### Given entries:
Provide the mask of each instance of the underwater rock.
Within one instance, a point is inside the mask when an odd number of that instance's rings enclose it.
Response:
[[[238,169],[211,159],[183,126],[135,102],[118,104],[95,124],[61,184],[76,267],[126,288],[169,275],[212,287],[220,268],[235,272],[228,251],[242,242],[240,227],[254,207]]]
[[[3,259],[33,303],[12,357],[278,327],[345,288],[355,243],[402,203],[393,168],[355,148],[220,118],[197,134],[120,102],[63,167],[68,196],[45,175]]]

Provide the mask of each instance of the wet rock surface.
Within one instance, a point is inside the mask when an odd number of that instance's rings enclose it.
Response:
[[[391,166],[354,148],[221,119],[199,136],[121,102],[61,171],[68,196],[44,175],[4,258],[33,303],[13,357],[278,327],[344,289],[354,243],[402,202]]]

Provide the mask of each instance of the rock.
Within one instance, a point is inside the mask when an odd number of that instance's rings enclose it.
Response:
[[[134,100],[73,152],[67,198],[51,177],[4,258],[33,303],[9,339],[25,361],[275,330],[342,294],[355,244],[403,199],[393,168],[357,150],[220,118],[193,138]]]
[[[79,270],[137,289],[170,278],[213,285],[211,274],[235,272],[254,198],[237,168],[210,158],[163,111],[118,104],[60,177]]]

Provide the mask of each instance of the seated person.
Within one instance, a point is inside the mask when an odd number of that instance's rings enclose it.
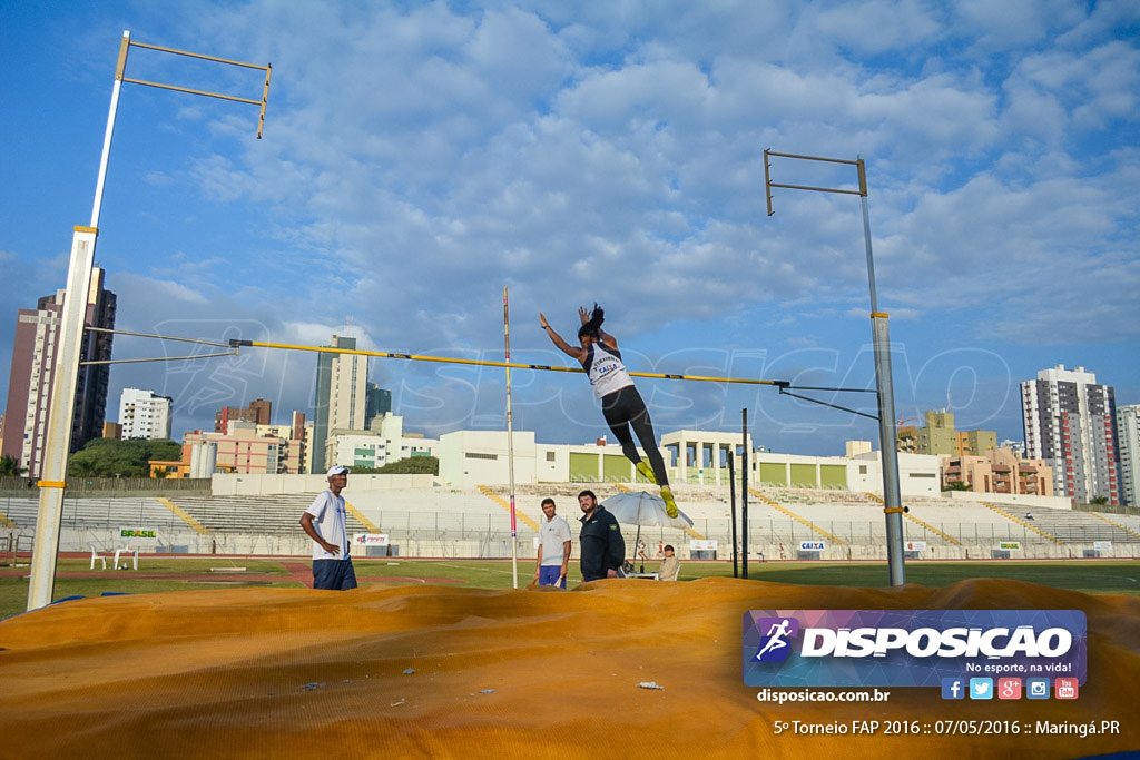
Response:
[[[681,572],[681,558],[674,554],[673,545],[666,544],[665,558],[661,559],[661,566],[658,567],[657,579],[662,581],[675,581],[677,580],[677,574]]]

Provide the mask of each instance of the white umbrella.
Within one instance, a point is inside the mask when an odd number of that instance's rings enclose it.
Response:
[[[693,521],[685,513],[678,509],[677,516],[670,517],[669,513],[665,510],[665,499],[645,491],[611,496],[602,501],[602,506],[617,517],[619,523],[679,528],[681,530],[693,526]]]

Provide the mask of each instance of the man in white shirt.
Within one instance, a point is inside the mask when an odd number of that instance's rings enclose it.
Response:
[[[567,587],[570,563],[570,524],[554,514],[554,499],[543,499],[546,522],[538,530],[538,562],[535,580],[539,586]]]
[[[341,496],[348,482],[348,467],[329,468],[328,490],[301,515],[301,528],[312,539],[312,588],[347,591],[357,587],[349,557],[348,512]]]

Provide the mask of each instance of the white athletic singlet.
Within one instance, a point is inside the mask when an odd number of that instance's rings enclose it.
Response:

### Written request:
Change "Provide" to "Return" in every item above and copy them out with nothing else altered. Leave the pictures out.

### Exercise output:
Return the mask of each instance of the underwater rock.
Within one instance, a point is inside the mask when an odd number of that instance's rings enclose it.
Response:
[[[238,169],[211,159],[183,126],[135,102],[118,104],[95,124],[61,184],[76,267],[126,288],[169,275],[212,287],[220,268],[235,272],[228,251],[242,242],[240,227],[254,207]]]
[[[3,259],[33,303],[12,357],[278,327],[345,288],[355,243],[402,203],[393,168],[355,148],[220,118],[197,134],[120,102],[63,167],[68,196],[45,175]]]

Return the mask of each instance of the wet rock surface.
Within one instance, a point is inside the mask when an odd number of that instance's rings enclose it.
Response:
[[[391,166],[354,148],[221,119],[199,136],[121,102],[61,171],[68,196],[44,175],[4,258],[33,303],[13,357],[278,327],[344,289],[354,243],[402,202]]]

Return the mask of each instance of the rock.
Within one instance, a point is inside the mask when an odd number of that instance's rings enclose it.
Response:
[[[134,100],[73,152],[67,198],[51,177],[4,258],[33,303],[9,339],[25,361],[275,330],[342,294],[355,244],[403,199],[393,168],[357,150],[220,118],[193,138]]]
[[[79,270],[137,289],[170,278],[213,285],[211,274],[235,272],[254,198],[237,168],[210,158],[163,111],[118,104],[60,177]]]

Return the mask of each instance of the seated person.
Within one instance, a point is inside the mask when an odd number of that instance's rings enclose it.
Response:
[[[681,572],[681,558],[674,554],[673,545],[666,544],[665,558],[661,559],[661,566],[658,567],[657,579],[662,581],[675,581],[677,580],[677,574]]]

Return the mask of each instance of the white umbrella.
Within one instance, a point is inside the mask when an odd number of that instance's rings enclose it.
Response:
[[[693,521],[685,513],[678,509],[677,516],[670,517],[669,513],[665,510],[665,499],[645,491],[611,496],[602,501],[602,506],[617,517],[619,523],[679,528],[681,530],[693,526]]]

Return the mask of each instance of the man in white shirt.
Within one instance, a point is inside the mask when an odd number of that instance's rings enclose it.
Response:
[[[567,587],[570,563],[570,524],[554,514],[554,499],[543,499],[546,522],[538,530],[538,562],[535,580],[539,586]]]
[[[341,496],[348,482],[348,467],[329,468],[328,490],[301,515],[301,528],[312,539],[312,588],[347,591],[357,587],[349,557],[348,512]]]

Return the mask of each instance of the white athletic singlet.
Within one instance, a point is inside the mask when an odd number of that instance's rings enclose it.
Response:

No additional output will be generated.